Exercise passage
Showing posts with label foreign direct investment. Show all posts
Showing posts with label foreign direct investment. Show all posts

Friday, May 9, 2014

Including Investment and Labor Movement in Global Management Assessments

In today’s world, international business is a mainstay of everyday commerce and policy.  Products move across the globe and make their way into homes and lives of individuals and families at different places on the planet. Most statistics include the hard goods and services that traverse across borders but may be missing other tangible value. Dr. Predrag Bjelić discusses the inclusion of direct foreign investment and labor flow as important components of economic calculations. 

Even though 2006 IMF data indicated that 75% of international trade is measured in goods the liberalization of trade has also brought with it services, investment and human capital. The latter two being something more difficult to concretely assess but should be included in the overall assessment. Understanding the flow of information along with the intellectual capital encourages a greater conception of global commerce and the antecedents to that commerce.

Foreign Direct Investment (FDI) is an important method of pushing up the employment economy. FDI can be defined as “an investment involving a long-term relationship and reflecting a lasting interest and control by a resident entity in one economy (investor or parent enterprise) in an enterprise resident in an economy other than that of the investor (FDI enterprise or affiliate enterprise or foreign affiliate)”(UNCTAD 2007, 245). 

In the past, emerging markets grew from turning investment income into productive output sold on the global market. To be effective in this growth, human capital will also need to develop adequately to use that investment capital to its maximum growth potential. Countries that have excess labor skill inadvertently lose some of that labor skill to countries that provide employment opportunities. 

The author determines that multi-national companies have changed traditional calculations of international commerce. In many cases large firms provide direct foreign investment and emerging economies export skilled labor in a type of loose exchange. New calculations should take into account the flow of investment and the movement of labor across the borders to get a better perspective of global exchange.

UNCTAD. 2007. World Investment Report 2007:Transnational Corporations, Extractive Industries and Development. Geneva.

Bjelic, P. (2013). New approach in international trade analysis due to international factor movements. Zbornik Radova Ekonomskog Fakulteta u Istocnom Sarajevu, 7

Friday, November 1, 2013

Synergy Development in Economic Hubs

Successful development in Southeast Asia often rests partly in foreign direct investment and multinational firms. The author studied the investments between Malaysia and Singapore to determine that two-way investments embedded within business networks fostered synergy for economic growth (Yeung, 1998). It is a process of creating linkages between two economies, or entities, to ensure they develop from each other to create products for the market.

Material provided
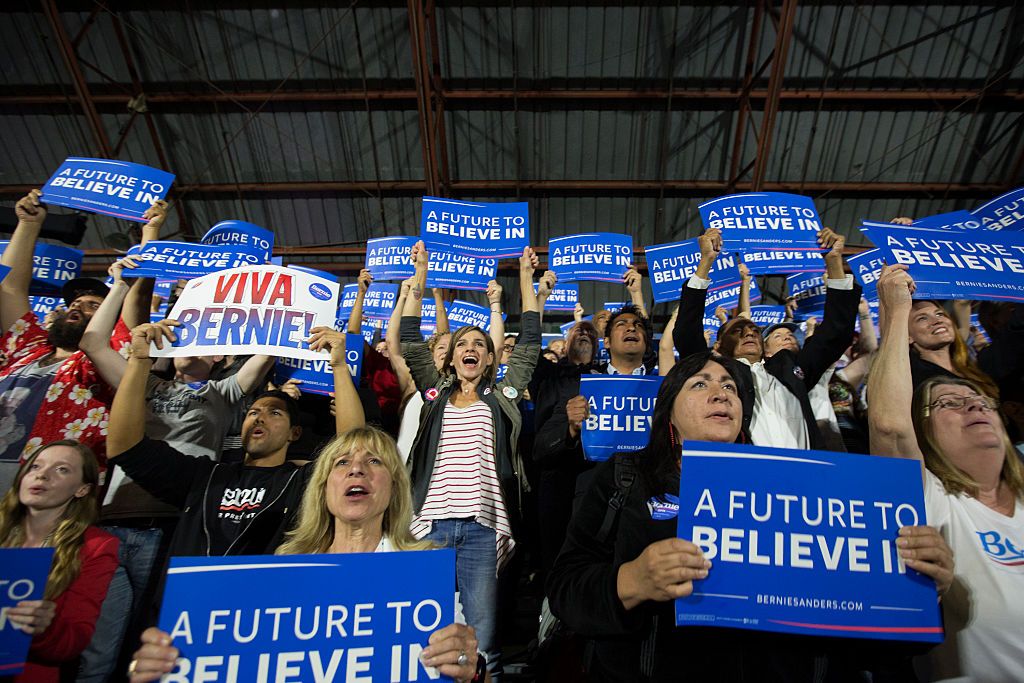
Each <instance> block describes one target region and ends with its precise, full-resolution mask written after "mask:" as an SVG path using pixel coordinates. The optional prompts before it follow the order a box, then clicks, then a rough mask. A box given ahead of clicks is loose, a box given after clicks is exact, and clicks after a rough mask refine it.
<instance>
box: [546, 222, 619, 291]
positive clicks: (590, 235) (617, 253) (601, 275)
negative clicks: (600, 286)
mask: <svg viewBox="0 0 1024 683" xmlns="http://www.w3.org/2000/svg"><path fill="white" fill-rule="evenodd" d="M632 263H633V236H631V234H618V233H616V232H587V233H585V234H570V236H567V237H564V238H555V239H554V240H551V242H549V243H548V267H549V268H551V269H552V270H554V271H555V274H556V275H558V282H560V283H572V282H578V281H585V280H593V281H598V282H609V283H620V282H622V281H623V276H625V275H626V271H627V270H629V269H630V265H631V264H632Z"/></svg>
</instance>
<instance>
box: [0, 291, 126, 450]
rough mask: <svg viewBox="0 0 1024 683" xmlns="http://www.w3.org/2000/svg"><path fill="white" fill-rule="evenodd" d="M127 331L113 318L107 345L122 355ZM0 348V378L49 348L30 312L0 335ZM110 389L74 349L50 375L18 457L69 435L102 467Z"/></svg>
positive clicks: (86, 356)
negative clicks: (50, 374) (0, 360)
mask: <svg viewBox="0 0 1024 683" xmlns="http://www.w3.org/2000/svg"><path fill="white" fill-rule="evenodd" d="M130 345H131V332H130V331H129V330H128V328H127V327H126V326H125V324H124V321H121V319H119V321H118V325H117V327H115V328H114V335H113V336H112V337H111V348H113V349H114V350H116V351H118V352H119V353H120V354H121V355H123V356H125V357H127V355H128V348H129V346H130ZM0 349H2V350H3V352H4V353H5V354H6V356H7V359H6V361H5V362H2V364H0V379H2V378H4V377H7V376H8V375H10V374H11V373H16V372H18V371H19V370H22V369H24V368H27V367H28V366H31V365H32V364H34V362H35V361H37V360H39V359H40V358H42V357H43V356H45V355H46V354H48V353H51V352H52V351H53V346H52V345H51V344H49V342H48V341H47V337H46V330H44V329H43V327H42V326H41V325H40V324H39V321H38V319H37V318H36V314H35V313H33V312H32V311H29V312H27V313H26V314H25V315H23V316H22V317H20V318H18V319H17V321H15V322H14V324H13V325H12V326H10V329H9V330H8V331H7V332H6V333H4V335H3V336H2V337H0ZM113 400H114V389H113V388H111V386H110V385H109V384H106V382H104V381H103V380H102V379H100V377H99V373H98V372H97V371H96V367H95V366H93V365H92V361H91V360H89V358H88V357H87V356H86V355H85V353H84V352H83V351H76V352H75V353H73V354H72V355H71V356H70V357H68V358H67V359H65V360H63V362H61V364H60V367H59V368H57V371H56V373H55V374H54V376H53V381H52V382H51V383H50V386H49V389H47V390H46V397H45V398H44V399H43V404H42V408H41V409H40V411H39V414H38V415H37V416H36V421H35V423H34V424H33V425H32V430H31V431H30V432H29V441H28V442H27V443H26V444H25V450H24V451H23V452H22V460H24V459H25V457H26V456H27V455H28V454H30V453H32V452H33V451H34V450H35V449H36V447H38V446H40V445H42V444H43V443H48V442H49V441H55V440H57V439H62V438H72V439H75V440H77V441H80V442H81V443H85V444H86V445H88V446H89V447H90V449H92V450H93V452H94V453H95V454H96V457H97V458H98V459H99V464H100V467H101V468H103V469H104V470H105V468H106V418H108V410H109V409H110V405H111V401H113Z"/></svg>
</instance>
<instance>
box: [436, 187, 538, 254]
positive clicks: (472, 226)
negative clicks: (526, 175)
mask: <svg viewBox="0 0 1024 683" xmlns="http://www.w3.org/2000/svg"><path fill="white" fill-rule="evenodd" d="M420 238H421V239H422V240H423V241H424V242H425V243H429V242H433V243H437V244H442V245H444V246H445V247H446V248H447V250H449V251H453V252H457V253H460V254H465V255H466V256H473V257H475V258H514V257H518V256H522V251H523V250H524V249H525V248H526V247H528V246H529V205H528V204H526V203H525V202H499V203H484V202H457V201H455V200H444V199H439V198H436V197H424V198H423V213H422V215H421V219H420Z"/></svg>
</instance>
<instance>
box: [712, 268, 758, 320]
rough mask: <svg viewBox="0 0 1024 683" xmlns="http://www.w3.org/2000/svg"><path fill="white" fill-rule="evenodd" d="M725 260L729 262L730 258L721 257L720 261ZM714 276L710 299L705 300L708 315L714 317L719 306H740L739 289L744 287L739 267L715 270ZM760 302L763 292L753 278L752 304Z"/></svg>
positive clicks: (714, 271) (728, 306) (725, 306)
mask: <svg viewBox="0 0 1024 683" xmlns="http://www.w3.org/2000/svg"><path fill="white" fill-rule="evenodd" d="M723 258H725V259H726V260H728V257H719V260H722V259H723ZM715 263H716V264H717V263H718V261H716V262H715ZM712 275H713V280H714V282H713V283H712V285H711V287H709V288H708V297H707V298H706V299H705V311H706V314H708V315H713V314H714V313H715V309H716V308H718V307H719V306H722V307H723V308H734V307H735V306H737V305H739V289H740V287H741V285H742V281H741V278H740V275H739V267H738V266H733V267H732V268H731V270H725V269H724V268H713V269H712ZM758 301H761V290H760V289H759V288H758V281H757V279H755V278H751V304H755V303H757V302H758Z"/></svg>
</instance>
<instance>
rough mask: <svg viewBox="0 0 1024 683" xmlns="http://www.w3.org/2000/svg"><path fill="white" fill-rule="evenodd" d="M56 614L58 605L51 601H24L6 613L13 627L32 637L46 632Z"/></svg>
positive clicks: (32, 600)
mask: <svg viewBox="0 0 1024 683" xmlns="http://www.w3.org/2000/svg"><path fill="white" fill-rule="evenodd" d="M55 613H56V605H55V604H54V603H53V602H51V601H49V600H22V601H20V602H18V603H17V604H15V605H14V606H13V607H9V608H7V610H6V611H5V614H6V615H7V621H8V622H10V624H11V626H13V627H14V628H15V629H18V630H20V631H24V632H25V633H27V634H29V635H30V636H38V635H39V634H41V633H42V632H43V631H46V629H48V628H49V627H50V623H52V622H53V616H54V614H55Z"/></svg>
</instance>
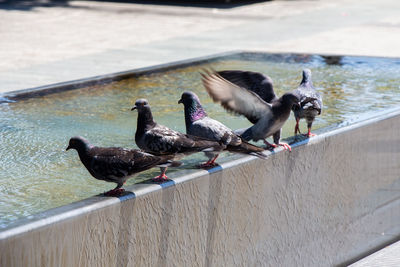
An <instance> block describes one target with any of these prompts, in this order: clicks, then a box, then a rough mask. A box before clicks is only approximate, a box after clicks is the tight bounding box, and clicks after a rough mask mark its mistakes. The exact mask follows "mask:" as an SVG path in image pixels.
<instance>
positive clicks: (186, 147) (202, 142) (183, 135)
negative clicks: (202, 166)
mask: <svg viewBox="0 0 400 267" xmlns="http://www.w3.org/2000/svg"><path fill="white" fill-rule="evenodd" d="M145 139H146V140H145V142H146V146H147V148H148V151H149V152H150V153H155V154H157V155H168V154H174V153H190V152H197V151H202V150H204V149H206V148H211V147H213V148H215V149H218V148H220V145H219V144H218V143H217V142H215V141H210V140H205V139H201V140H200V139H199V138H194V137H193V136H189V135H187V134H183V133H180V132H177V131H174V130H172V129H170V128H168V127H166V126H163V125H159V124H157V125H156V126H155V127H153V128H152V129H151V131H150V132H147V133H146V137H145Z"/></svg>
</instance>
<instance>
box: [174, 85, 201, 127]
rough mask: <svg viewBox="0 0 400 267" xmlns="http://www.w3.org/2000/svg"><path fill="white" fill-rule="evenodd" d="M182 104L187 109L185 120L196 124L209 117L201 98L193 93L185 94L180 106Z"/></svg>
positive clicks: (187, 93) (179, 100) (178, 101)
mask: <svg viewBox="0 0 400 267" xmlns="http://www.w3.org/2000/svg"><path fill="white" fill-rule="evenodd" d="M180 103H182V104H183V105H184V107H185V120H189V122H194V121H196V120H199V119H202V118H204V117H206V116H207V113H206V111H205V110H204V109H203V107H202V106H201V103H200V99H199V97H198V96H197V95H196V94H195V93H193V92H190V91H188V92H184V93H183V94H182V96H181V99H179V101H178V104H180Z"/></svg>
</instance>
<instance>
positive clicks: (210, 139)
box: [187, 117, 241, 145]
mask: <svg viewBox="0 0 400 267" xmlns="http://www.w3.org/2000/svg"><path fill="white" fill-rule="evenodd" d="M187 133H188V134H190V135H194V136H199V137H203V138H206V139H209V140H214V141H221V140H222V138H223V137H224V136H225V137H226V135H229V138H230V140H227V141H229V144H231V145H233V144H236V143H240V141H241V140H240V137H239V136H237V135H236V134H235V133H234V132H233V131H232V130H231V129H229V128H228V127H227V126H225V125H224V124H222V123H221V122H219V121H217V120H214V119H212V118H210V117H205V118H203V119H200V120H197V121H195V122H193V123H192V125H191V126H190V127H189V128H188V131H187Z"/></svg>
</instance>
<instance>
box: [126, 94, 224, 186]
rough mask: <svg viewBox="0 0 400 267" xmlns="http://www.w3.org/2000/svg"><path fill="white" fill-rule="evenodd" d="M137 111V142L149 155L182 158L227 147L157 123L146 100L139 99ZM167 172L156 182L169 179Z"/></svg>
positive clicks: (214, 150) (160, 176)
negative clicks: (177, 156) (182, 157)
mask: <svg viewBox="0 0 400 267" xmlns="http://www.w3.org/2000/svg"><path fill="white" fill-rule="evenodd" d="M135 109H137V111H138V113H139V115H138V118H137V128H136V134H135V141H136V144H137V146H138V147H139V148H140V149H142V150H144V151H146V152H148V153H151V154H154V155H171V154H181V156H182V155H188V154H191V153H195V152H200V151H203V152H205V151H220V150H223V149H224V148H225V147H226V146H225V145H224V144H222V143H219V142H215V141H210V140H205V139H202V138H199V137H195V136H189V135H187V134H183V133H180V132H177V131H174V130H172V129H170V128H168V127H166V126H164V125H160V124H158V123H156V122H155V121H154V120H153V115H152V113H151V109H150V105H149V103H148V101H147V100H146V99H138V100H137V101H136V102H135V106H134V107H133V108H132V110H135ZM165 170H166V169H164V170H163V169H162V170H161V171H162V173H161V175H160V176H158V177H156V178H155V180H163V179H167V178H168V177H167V176H166V175H165Z"/></svg>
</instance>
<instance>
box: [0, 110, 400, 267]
mask: <svg viewBox="0 0 400 267" xmlns="http://www.w3.org/2000/svg"><path fill="white" fill-rule="evenodd" d="M399 125H400V109H398V110H394V111H391V112H389V113H387V114H384V115H381V116H378V117H375V118H372V119H369V120H366V121H363V122H360V123H357V124H354V125H351V126H348V127H343V128H341V129H337V130H335V131H332V132H328V133H325V134H321V135H319V136H318V137H316V138H312V139H310V142H308V143H306V142H303V143H298V144H295V145H294V149H293V152H292V153H288V152H284V151H281V152H277V153H274V154H273V155H271V156H270V158H269V159H268V160H265V161H263V160H260V159H257V158H254V157H251V156H246V157H242V158H239V159H237V160H235V161H231V162H227V163H223V164H221V166H220V167H219V168H215V169H213V170H211V171H210V172H207V171H193V172H191V173H189V174H186V175H182V174H181V175H179V173H178V174H176V177H174V178H173V179H172V181H171V182H168V183H166V184H163V185H155V184H150V185H149V184H139V185H134V186H132V187H128V188H127V189H128V190H129V191H131V192H132V193H128V194H127V195H126V196H123V197H121V198H119V199H118V198H104V197H93V198H90V199H87V200H84V201H80V202H77V203H73V204H71V205H68V206H65V207H61V208H57V209H54V210H51V211H48V212H47V213H44V214H42V218H38V217H37V218H31V219H26V220H27V221H25V222H23V223H21V224H20V225H18V226H14V227H10V228H8V229H6V230H5V231H3V232H1V233H0V258H1V266H26V265H30V266H55V265H63V266H78V265H80V266H93V265H98V264H99V263H100V262H101V263H102V264H104V265H105V266H125V265H135V266H142V265H146V266H147V265H150V266H153V265H157V264H158V265H160V264H162V265H174V266H192V265H201V266H204V265H206V266H209V265H216V266H219V265H226V266H236V265H255V266H261V265H270V266H297V265H305V266H321V265H323V266H326V265H330V266H333V265H340V264H343V263H348V262H351V261H354V260H355V259H357V258H360V257H362V256H364V253H366V252H371V251H372V250H374V249H377V248H380V247H381V246H382V245H385V244H387V243H388V242H393V241H395V240H398V238H399V237H400V227H399V225H398V221H399V220H400V175H399V173H400V165H399V164H398V162H399V161H400V153H399V145H398V144H399V142H398V138H399V137H398V133H399V131H400V129H399V127H400V126H399ZM39 217H40V216H39Z"/></svg>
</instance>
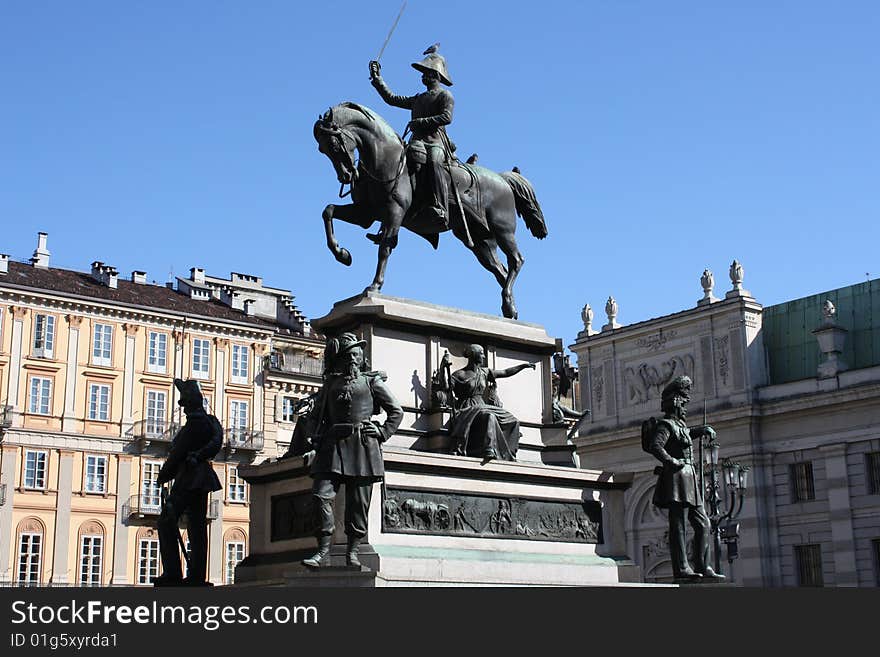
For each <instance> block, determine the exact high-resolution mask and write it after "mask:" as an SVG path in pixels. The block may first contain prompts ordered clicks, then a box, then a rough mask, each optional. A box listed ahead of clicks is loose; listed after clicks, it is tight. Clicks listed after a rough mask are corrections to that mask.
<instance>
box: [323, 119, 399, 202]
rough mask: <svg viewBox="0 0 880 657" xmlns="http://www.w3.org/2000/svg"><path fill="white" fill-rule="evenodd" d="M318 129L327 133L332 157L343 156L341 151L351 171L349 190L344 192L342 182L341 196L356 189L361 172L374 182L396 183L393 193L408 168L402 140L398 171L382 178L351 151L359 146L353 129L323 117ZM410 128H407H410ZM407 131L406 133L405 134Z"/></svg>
mask: <svg viewBox="0 0 880 657" xmlns="http://www.w3.org/2000/svg"><path fill="white" fill-rule="evenodd" d="M315 127H316V128H317V130H318V131H320V132H321V133H322V134H324V135H327V137H328V142H329V144H330V151H331V157H332V158H334V159H335V158H336V157H341V156H340V153H342V154H343V155H344V157H345V159H346V161H347V162H342V163H341V164H342V165H343V166H345V165H346V164H347V166H348V169H349V170H350V171H351V182H350V183H348V184H349V185H350V187H349V189H348V191H347V192H344V193H343V191H344V189H345V185H346V183H340V185H339V198H345V197H346V196H348V195H349V194H351V192H352V190H353V189H354V183H355V182H356V181H357V179H358V176H359V174H360V173H365V174H366V175H367V177H368V178H370V179H372V180H373V181H374V182H376V183H378V184H380V185H387V184H389V183H394V186H393V187H392V188H391V194H392V195H393V194H394V192H395V191H396V189H397V182H398V181H399V180H400V176H401V175H402V174H403V171H404V169H405V168H406V145H405V143H404V142H403V140H401V150H400V161H399V162H398V163H397V173H395V174H394V176H392V177H391V178H387V179H382V178H380V177H379V176H378V175H377V174H375V173H373V172H371V171H370V170H369V169H368V168H367V167H366V166H365V165H364V163H363V162H361V160H360V158H358V161H357V162H355V161H354V158H353V157H352V155H351V153H353V152H354V150H355V147H356V146H357V139H356V138H355V136H354V135H353V134H352V133H351V131H349V130H346V129H345V128H343V127H342V126H340V125H338V124H337V123H336V122H335V121H332V120H329V119H327V118H323V117H322V118H321V119H320V120H319V122H318V123H317V124H316V126H315ZM408 129H409V128H407V130H408ZM405 134H406V133H404V135H405ZM346 139H348V140H349V141H351V144H352V148H351V151H349V150H348V147H347V144H346V141H345V140H346Z"/></svg>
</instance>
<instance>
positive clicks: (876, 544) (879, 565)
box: [871, 538, 880, 586]
mask: <svg viewBox="0 0 880 657" xmlns="http://www.w3.org/2000/svg"><path fill="white" fill-rule="evenodd" d="M871 548H872V549H871V551H872V552H873V553H874V577H875V578H876V580H877V581H876V582H875V584H876V585H877V586H880V538H875V539H874V540H873V541H871Z"/></svg>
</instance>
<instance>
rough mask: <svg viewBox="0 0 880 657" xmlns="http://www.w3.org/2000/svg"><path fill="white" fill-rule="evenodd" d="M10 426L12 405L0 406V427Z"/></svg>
mask: <svg viewBox="0 0 880 657" xmlns="http://www.w3.org/2000/svg"><path fill="white" fill-rule="evenodd" d="M11 426H12V406H0V429H8V428H9V427H11Z"/></svg>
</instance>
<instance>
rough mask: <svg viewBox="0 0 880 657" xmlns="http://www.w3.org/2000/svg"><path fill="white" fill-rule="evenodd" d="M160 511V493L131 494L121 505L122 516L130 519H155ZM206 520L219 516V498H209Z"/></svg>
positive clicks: (214, 519) (149, 519)
mask: <svg viewBox="0 0 880 657" xmlns="http://www.w3.org/2000/svg"><path fill="white" fill-rule="evenodd" d="M160 513H162V500H161V497H160V495H158V494H154V493H147V494H141V495H132V496H131V497H130V498H129V499H128V502H126V503H125V504H123V505H122V517H123V518H127V519H128V520H129V521H131V520H150V519H152V520H155V519H157V518H158V517H159V514H160ZM206 517H207V519H208V520H217V519H218V518H219V517H220V500H210V501H209V502H208V510H207V516H206Z"/></svg>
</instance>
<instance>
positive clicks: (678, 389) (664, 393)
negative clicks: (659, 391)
mask: <svg viewBox="0 0 880 657" xmlns="http://www.w3.org/2000/svg"><path fill="white" fill-rule="evenodd" d="M690 393H691V379H690V377H689V376H677V377H675V378H674V379H673V380H672V382H671V383H669V384H668V385H667V386H666V387H665V388H663V393H662V397H663V399H672V398H673V397H676V396H685V397H687V396H690Z"/></svg>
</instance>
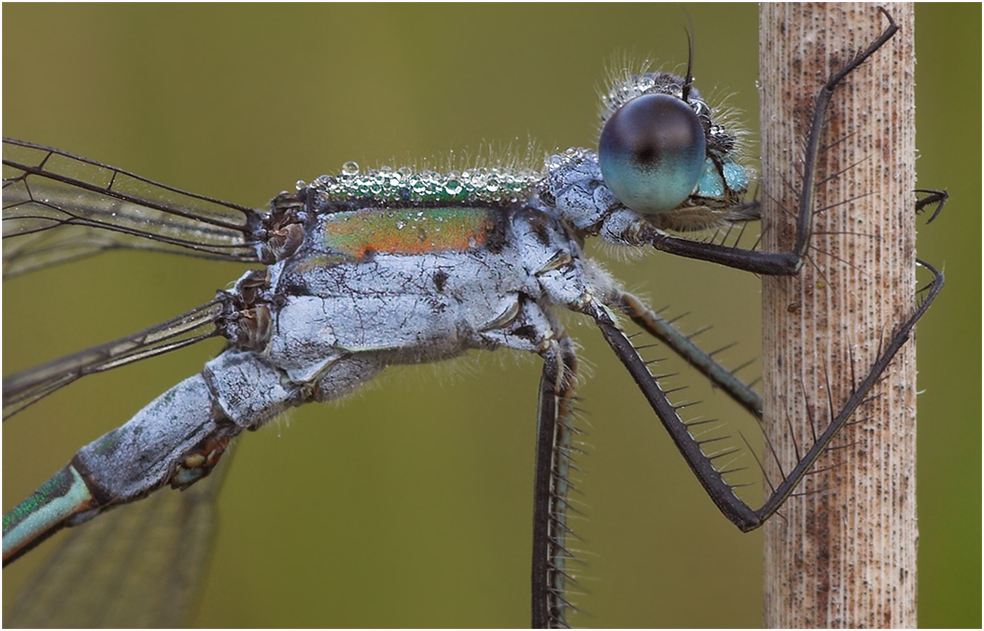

Required action 1
From the blog page on foreign direct investment, quote the part that opens with the words containing "UNCTAD. 2007. World" and closes with "for the market.".
Required action 2
Answer these from the blog page on foreign direct investment:
(a) According to 2006 IMF data, what share of international trade is measured in goods?
(b) Which organization's 2007 work supplies the definition of FDI?
(c) In the post dated November 1, 2013, the investments between which two countries were studied?
Required action 3
Continue the blog page on foreign direct investment after its last sentence.

Response box 1
UNCTAD. 2007. World Investment Report 2007:Transnational Corporations, Extractive Industries and Development. Geneva.

Bjelic, P. (2013). New approach in international trade analysis due to international factor movements. Zbornik Radova Ekonomskog Fakulteta u Istocnom Sarajevu, 7

Friday, November 1, 2013

Synergy Development in Economic Hubs

Successful development in Southeast Asia often rests partly in foreign direct investment and multinational firms. The author studied the investments between Malaysia and Singapore to determine that two-way investments embedded within business networks fostered synergy for economic growth (Yeung, 1998). It is a process of creating linkages between two economies, or entities, to ensure they develop from each other to create products for the market.

Response box 2
(a) 75%
(b) UNCTAD
(c) Malaysia and Singapore

Response box 3
What makes this process possible is that Malaysia and Singapore invest in each other’s economies. For example, Singapore invests primarily in services within Malaysia’s primary manufacturing base. Malaysia becomes an exporter of finished products and returns investment profits back to companies in Singapore. 

As the cross regional investments increase so does the business connection between the areas. The use of these connections and cross-capital investments creates a type of synergy based upon the varying skill sets embedded within each economy. Together they are able to provide stronger and better products and services that have more appeal on the market. 

When countries develop they change from importers to exporters (Dunning, 1998). This happens when the environment is conducive to local offerings; competitive strategy effectively reflects that need and the organizations are aligned to provide adequate products/services (Porter, 1990).  The area must align its business operations and offerings to the market need to effectively grow.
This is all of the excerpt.